:: What is required ::
Could you rewrite the listing, beginning at the line that has "like x=283, y=335." and stopping after the line that has "x=201, y=266", with "single pin" replaced by "single marker" and all else unchanged? Give only those lines.

:: Exercise material ::
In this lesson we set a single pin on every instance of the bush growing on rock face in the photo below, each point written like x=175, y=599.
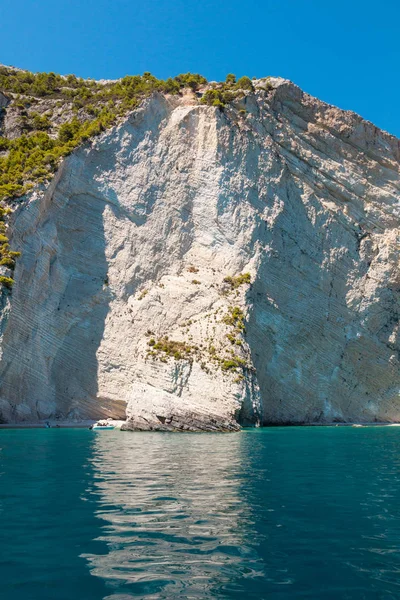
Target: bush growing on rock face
x=244, y=83
x=90, y=107
x=6, y=281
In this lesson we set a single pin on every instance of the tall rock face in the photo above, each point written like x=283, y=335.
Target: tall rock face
x=194, y=268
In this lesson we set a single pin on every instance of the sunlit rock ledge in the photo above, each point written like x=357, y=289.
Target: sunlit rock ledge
x=122, y=304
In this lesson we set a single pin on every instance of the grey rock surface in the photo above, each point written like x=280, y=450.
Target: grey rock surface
x=120, y=308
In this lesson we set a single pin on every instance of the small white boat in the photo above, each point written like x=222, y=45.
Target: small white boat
x=99, y=427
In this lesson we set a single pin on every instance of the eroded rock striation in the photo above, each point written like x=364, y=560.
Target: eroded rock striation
x=196, y=268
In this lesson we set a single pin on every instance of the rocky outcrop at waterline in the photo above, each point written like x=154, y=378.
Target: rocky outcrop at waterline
x=196, y=267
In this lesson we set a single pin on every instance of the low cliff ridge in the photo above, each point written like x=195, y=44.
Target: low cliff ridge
x=201, y=266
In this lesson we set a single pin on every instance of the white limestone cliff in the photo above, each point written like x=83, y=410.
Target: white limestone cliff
x=126, y=252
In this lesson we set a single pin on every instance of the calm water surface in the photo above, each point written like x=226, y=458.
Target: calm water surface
x=274, y=513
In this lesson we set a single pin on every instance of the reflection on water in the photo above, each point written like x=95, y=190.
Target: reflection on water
x=283, y=513
x=177, y=525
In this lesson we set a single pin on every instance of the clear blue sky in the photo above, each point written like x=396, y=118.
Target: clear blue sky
x=346, y=52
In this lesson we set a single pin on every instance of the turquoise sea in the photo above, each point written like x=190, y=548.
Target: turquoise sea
x=274, y=513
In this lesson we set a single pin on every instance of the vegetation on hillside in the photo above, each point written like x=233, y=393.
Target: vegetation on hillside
x=50, y=115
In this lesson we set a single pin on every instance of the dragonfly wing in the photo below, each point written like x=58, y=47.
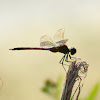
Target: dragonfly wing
x=59, y=37
x=61, y=42
x=46, y=42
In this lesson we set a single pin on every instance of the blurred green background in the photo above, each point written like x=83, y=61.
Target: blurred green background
x=23, y=22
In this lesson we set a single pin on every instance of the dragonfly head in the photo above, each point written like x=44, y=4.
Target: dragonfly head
x=72, y=50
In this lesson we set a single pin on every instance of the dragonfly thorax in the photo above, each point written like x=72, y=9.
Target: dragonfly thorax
x=72, y=50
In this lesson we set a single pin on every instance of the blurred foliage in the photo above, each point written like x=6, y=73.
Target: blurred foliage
x=93, y=92
x=53, y=88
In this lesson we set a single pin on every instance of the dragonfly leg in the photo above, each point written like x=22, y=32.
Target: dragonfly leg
x=66, y=59
x=62, y=61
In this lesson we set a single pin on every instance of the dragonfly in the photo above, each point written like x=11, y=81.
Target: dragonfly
x=57, y=44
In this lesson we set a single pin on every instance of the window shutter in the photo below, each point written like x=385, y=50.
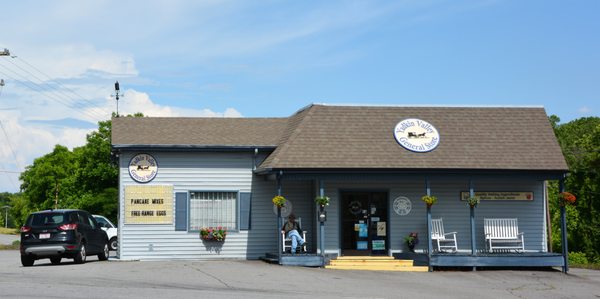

:: Solution to the exercise ::
In this lesson we set a single marker on every instance of the tall rock face in the photo above, each point written like x=283, y=335.
Target: tall rock face
x=194, y=268
In this lesson we set a single marker on every instance of the sunlit rock ledge in the photo above, each point written like x=357, y=289.
Target: sunlit rock ledge
x=122, y=304
In this lesson we set a single marker on every instance of the grey rock surface in the photo above, each point written like x=280, y=450.
Target: grey rock surface
x=120, y=308
In this lesson we set a single marker on every instance of the small white boat in the photo above, each point written like x=222, y=45.
Target: small white boat
x=99, y=427
In this lesson we set a single marker on every instance of the eroded rock striation in the photo above, each point written like x=364, y=560.
Target: eroded rock striation
x=196, y=268
In this lesson we set a single marker on every instance of the rocky outcrop at waterline in the photo above, each point written like x=154, y=378.
Target: rocky outcrop at waterline
x=196, y=267
In this lesson we set a single marker on every instance of the low cliff ridge in the photo above, each point written like x=195, y=44.
Target: low cliff ridge
x=201, y=266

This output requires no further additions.